[Selected text]
Is there a way to solve the problem that the image gets more fuzzy the more steps you add?
Edit 2013-10-04: I tried the algorithm of GameAlchemist. Here is the result compared to Photoshop.
PhotoShop Image:
GameAlchemist's Algorithm:
Since your problem is to downscale your image, there is no point in talking about interpolation -which is about creating pixel-. The issue here is downsampling.
To downsample an image, we need to turn each square of p * p pixels in the original image into a single pixel in the destination image.
For performances reasons Browsers do a very simple downsampling : to build the smaller image, they will just pick ONE pixel in the source and use its value for the destination. which 'forgots' some details and adds noise.
Yet there's an exception to that : since the 2X image downsampling is very simple to compute (average 4 pixels to make one) and is used for retina/HiDPI pixels, this case is handled properly -the Browser does make use of 4 pixels to make one-.
BUT... if you use several time a 2X downsampling, you'll face the issue that the successive rounding errors will add too much noise.
What's worse, you won't always resize by a power of two, and resizing to the nearest power + a last resizing is very noisy.
What you seek is a pixel-perfect downsampling, that is : a re-sampling of the image that will take all input pixels into account -whatever the scale-.
To do that we must compute, for each input pixel, its contribution to one, two, or four destination pixels depending wether the scaled projection of the input pixels is right inside a destination pixels, overlaps an X border, an Y border, or both.

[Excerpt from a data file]

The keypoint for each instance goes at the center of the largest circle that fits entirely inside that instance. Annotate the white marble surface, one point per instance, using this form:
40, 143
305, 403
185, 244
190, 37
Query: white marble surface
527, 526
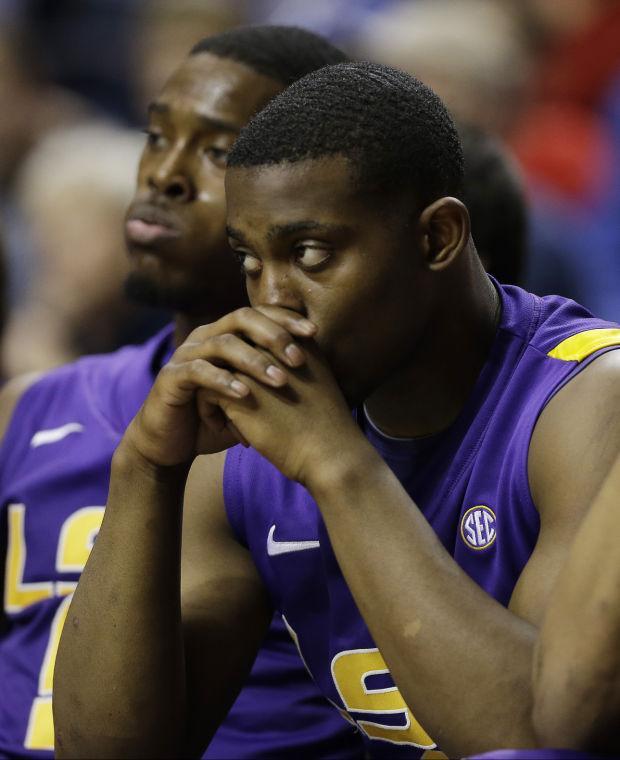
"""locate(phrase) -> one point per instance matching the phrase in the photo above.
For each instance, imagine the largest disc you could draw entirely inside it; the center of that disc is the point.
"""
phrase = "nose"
(172, 178)
(276, 287)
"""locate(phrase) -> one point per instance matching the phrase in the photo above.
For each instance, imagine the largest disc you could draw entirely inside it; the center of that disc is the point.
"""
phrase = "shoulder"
(577, 436)
(10, 395)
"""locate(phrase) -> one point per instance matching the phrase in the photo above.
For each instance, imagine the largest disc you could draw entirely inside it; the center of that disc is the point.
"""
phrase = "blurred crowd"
(543, 76)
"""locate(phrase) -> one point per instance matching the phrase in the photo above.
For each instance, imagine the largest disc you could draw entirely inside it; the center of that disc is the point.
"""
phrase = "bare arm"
(577, 673)
(158, 682)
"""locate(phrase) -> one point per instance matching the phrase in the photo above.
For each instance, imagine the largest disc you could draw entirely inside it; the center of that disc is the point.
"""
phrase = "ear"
(443, 229)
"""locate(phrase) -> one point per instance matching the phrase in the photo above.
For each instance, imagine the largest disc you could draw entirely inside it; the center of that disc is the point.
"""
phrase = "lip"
(146, 225)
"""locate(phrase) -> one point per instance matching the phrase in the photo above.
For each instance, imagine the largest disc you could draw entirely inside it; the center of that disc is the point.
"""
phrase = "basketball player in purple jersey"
(58, 444)
(412, 545)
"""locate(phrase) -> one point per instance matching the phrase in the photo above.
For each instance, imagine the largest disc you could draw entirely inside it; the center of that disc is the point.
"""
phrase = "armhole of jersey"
(524, 479)
(233, 493)
(7, 444)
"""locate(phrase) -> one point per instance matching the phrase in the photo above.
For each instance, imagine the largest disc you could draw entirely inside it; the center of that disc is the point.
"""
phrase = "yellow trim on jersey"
(579, 346)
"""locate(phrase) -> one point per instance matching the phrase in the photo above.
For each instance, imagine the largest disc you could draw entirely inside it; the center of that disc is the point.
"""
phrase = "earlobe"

[Task list]
1. In the text on image downsampling, which downsampling case does the browser handle properly?
2. Resume the text on image downsampling after its last sentence.

[Answers per task]
1. The 2X downsampling, where the browser averages 4 pixels to make one.

2.
( A scheme would be nice here, but i don't have one. )
Here's an example of canvas scale vs my pixel perfect scale on a 1/3 scale of a zombat.
Notice that the picture might get scaled in your Browser, and is .jpegized by S.O..
Yet we see that there's much less noise especially in the grass behind the wombat, and the branches on its right. The noise in the fur makes it more contrasted, but it looks like he's got white hairs -unlike source picture-.
Right image is less catchy but definitively nicer.
Here's the code to do the pixel perfect downscaling :
fiddle result :
http://jsfiddle.net/gamealchemist/r6aVp/embedded/result/
fiddle itself : http://jsfiddle.net/gamealchemist/r6aVp/
// scales the image by (float) scale < 1
// returns a canvas containing the scaled image.
function downScaleImage(img, scale) {
var imgCV = document.createElement('canvas');
imgCV.width = img.width;
imgCV.height = img.height;
var imgCtx = imgCV.getContext('2d');
imgCtx.drawImage(img, 0, 0);
return downScaleCanvas(imgCV, scale);
}
// scales the canvas by (float) scale < 1
// returns a new canvas containing the scaled image.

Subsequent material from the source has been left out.